··· Entries supplied ···

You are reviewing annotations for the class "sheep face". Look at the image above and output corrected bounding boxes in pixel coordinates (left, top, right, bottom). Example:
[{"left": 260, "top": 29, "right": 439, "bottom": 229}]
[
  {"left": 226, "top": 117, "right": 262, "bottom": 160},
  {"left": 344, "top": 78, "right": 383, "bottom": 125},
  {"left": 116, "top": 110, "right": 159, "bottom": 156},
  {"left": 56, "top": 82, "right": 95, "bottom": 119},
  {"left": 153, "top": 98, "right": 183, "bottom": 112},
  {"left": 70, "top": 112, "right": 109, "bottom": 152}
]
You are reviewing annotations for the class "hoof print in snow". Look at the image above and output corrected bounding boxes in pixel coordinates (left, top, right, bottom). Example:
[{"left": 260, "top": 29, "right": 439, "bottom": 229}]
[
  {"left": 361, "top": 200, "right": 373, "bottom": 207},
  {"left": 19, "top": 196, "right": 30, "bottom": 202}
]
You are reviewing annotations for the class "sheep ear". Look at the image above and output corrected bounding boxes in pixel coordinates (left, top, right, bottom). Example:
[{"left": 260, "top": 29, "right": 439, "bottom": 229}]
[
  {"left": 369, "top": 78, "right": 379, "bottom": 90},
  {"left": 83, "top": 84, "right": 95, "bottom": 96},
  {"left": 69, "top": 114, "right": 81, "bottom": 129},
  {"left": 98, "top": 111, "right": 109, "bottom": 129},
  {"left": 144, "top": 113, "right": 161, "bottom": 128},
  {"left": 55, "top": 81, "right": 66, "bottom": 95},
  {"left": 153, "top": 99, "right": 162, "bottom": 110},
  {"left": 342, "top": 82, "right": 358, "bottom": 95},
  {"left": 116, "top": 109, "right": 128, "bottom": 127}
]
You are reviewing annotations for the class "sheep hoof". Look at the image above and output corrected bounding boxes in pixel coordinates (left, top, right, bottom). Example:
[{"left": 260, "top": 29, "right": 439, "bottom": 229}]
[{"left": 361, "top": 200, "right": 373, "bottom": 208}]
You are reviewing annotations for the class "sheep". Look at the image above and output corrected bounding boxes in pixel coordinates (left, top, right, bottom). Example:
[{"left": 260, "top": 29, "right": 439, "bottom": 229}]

···

How many lines in the listing above contain the string "corrected", with case taken into account? Reply with the number alone.

◆ Output of the task:
5